| TEXT PROVIDED |
========

In my survey, “Best Practices 2011,” 67% of advisors with more than $100 million in AUM have a written business plan. Interestingly, 65% of advisors with less than $50 million also have a written business plan. So we all agree: Having a written business plan is a best practice.
So where do you start?
I recommend any marketing plan—even a prospecting plan—should always start with a client marketing component. I have posted a couple of Financial Advisor Client Marketing Resources on my website.
Here’s the problem you face in starting with prospecting.
If you have been spending several hours a day with clients and then re-allocate some of that time to a new prospecting campaign, you have unknowingly signed up for a guaranteed income reduction plan.
Here’s how it works.
Prospecting has a longer pipeline than client marketing, doesn’t it? While prospecting is certainly essential to building your future, if you don’t deal with that unpleasant sidebar to your plan, your income will drop as surely as the night follows the day.
The strategy I’ve recommended for a long time is that you need to view a major prospecting campaign the same way you would if you were building a new business. To do that, you need time and money.
Where does it come from?
It comes from your existing business, i.e., your clients.
You start with client marketing. You will want to download my Client Retention Formula. You take at least some of the increased revenue to buy some time by hiring additional staff or outsourcing something you’ve been doing.
By freeing up time you were spending elsewhere (most likely in service), you have the time to create your new business. You don’t reduce the time you were spending with clients. That’s where the income reduction comes from.
If you fail to follow some approximation of this scenario, you will have the following conversation.
Your spouse looks at the first check after you launch your prospecting campaign.
Spouse: Pardon me? What are you doing?
FA: Honey, I’m prospecting. Remember, we talked about building up to the next level.
Spouse: This is ridiculous. You have to knock that off. We can’t live on this.
Where to Start
Like planning a trip, you need a destination. But you also need a starting point.

========

| RECORDED INFORMATION |
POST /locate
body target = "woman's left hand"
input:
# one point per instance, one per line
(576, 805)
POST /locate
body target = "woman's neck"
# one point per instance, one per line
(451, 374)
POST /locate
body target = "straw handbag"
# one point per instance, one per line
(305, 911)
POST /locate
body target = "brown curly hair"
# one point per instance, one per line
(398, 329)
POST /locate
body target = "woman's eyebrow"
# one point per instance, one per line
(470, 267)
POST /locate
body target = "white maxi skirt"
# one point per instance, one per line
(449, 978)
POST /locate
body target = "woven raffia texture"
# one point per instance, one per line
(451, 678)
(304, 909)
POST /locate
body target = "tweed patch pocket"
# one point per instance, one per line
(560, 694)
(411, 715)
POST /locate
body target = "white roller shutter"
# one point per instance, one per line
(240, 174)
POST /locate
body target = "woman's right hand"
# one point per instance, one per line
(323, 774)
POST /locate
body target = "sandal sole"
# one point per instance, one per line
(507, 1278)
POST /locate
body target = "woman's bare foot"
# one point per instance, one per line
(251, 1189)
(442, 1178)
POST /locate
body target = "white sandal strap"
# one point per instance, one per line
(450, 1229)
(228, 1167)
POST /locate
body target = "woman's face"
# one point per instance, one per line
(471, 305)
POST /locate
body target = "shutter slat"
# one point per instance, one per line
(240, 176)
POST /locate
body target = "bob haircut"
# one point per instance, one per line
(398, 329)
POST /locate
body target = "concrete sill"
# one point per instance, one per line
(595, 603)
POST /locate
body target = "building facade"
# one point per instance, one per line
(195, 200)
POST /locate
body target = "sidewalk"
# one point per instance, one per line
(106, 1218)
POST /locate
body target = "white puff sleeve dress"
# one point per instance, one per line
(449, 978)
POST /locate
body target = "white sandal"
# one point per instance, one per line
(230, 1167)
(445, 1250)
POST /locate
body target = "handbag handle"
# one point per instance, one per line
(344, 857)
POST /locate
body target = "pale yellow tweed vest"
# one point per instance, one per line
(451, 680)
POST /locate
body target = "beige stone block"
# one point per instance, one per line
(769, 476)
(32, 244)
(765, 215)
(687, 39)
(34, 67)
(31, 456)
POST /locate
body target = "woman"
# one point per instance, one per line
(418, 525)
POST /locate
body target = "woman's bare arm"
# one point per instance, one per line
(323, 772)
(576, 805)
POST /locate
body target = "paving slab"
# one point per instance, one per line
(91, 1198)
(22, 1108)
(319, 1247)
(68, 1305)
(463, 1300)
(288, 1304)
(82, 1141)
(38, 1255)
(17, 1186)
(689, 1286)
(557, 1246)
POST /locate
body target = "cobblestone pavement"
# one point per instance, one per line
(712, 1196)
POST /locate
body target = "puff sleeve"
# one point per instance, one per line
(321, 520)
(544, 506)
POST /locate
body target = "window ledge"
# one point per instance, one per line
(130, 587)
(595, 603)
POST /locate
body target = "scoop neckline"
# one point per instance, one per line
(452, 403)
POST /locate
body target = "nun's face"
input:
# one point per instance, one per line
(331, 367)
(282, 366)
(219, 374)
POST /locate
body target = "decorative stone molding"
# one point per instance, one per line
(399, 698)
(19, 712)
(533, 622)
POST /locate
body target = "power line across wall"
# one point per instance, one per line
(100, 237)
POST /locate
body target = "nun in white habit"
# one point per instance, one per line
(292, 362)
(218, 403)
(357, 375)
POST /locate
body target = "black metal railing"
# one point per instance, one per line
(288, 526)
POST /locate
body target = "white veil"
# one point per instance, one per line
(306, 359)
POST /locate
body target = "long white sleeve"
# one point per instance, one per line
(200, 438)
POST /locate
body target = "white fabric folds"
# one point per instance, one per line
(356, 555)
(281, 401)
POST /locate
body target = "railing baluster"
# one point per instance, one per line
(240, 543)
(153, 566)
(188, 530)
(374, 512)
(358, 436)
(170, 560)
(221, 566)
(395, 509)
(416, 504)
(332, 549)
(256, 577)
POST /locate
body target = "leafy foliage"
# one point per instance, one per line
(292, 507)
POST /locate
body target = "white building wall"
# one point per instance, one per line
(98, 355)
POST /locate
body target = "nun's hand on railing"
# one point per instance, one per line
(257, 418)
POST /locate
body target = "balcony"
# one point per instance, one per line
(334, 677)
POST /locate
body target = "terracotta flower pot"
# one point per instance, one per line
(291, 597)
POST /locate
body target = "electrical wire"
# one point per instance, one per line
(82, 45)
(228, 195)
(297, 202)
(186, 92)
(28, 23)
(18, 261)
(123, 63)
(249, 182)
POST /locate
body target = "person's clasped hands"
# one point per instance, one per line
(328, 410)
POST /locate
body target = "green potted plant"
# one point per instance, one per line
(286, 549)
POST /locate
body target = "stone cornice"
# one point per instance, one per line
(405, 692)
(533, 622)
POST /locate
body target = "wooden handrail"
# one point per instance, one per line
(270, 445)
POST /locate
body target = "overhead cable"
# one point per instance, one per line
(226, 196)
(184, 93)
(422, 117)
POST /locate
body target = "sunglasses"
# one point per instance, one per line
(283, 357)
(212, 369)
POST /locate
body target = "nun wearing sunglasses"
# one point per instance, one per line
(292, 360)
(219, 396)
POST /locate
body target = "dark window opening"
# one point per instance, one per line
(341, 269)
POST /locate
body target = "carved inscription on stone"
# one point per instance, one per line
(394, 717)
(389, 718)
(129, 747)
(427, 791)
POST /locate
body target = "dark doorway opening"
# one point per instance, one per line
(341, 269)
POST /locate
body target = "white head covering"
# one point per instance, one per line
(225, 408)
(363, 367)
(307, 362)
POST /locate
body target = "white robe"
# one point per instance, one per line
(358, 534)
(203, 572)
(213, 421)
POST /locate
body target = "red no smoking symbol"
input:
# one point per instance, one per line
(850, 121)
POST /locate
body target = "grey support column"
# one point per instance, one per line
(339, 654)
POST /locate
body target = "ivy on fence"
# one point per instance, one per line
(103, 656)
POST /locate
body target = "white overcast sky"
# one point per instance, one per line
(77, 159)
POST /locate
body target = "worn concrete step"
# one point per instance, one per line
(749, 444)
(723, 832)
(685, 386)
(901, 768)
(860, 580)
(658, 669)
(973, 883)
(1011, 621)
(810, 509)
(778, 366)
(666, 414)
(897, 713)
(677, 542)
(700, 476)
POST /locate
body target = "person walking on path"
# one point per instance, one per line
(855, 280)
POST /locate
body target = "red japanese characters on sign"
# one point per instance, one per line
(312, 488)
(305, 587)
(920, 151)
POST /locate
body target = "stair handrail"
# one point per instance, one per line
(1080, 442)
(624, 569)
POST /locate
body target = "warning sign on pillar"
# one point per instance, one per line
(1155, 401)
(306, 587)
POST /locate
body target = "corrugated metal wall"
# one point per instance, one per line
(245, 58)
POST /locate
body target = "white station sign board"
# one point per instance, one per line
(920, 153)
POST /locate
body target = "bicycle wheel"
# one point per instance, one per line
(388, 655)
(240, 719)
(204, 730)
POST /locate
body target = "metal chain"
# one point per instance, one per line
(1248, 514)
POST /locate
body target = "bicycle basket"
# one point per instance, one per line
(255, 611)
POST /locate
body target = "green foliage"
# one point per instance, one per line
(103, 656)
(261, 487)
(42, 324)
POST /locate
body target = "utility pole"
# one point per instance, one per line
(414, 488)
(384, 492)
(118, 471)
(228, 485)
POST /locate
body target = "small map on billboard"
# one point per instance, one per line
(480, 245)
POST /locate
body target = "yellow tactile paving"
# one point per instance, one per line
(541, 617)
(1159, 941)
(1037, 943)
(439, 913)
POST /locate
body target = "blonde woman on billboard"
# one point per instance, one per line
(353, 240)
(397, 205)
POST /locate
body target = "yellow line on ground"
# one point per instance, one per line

========

| WHAT YOU SHOULD DO |
In the text on financial advisor marketing, what percentage of advisors with less than $50 million in AUM have a written business plan?

| RESULT |
65%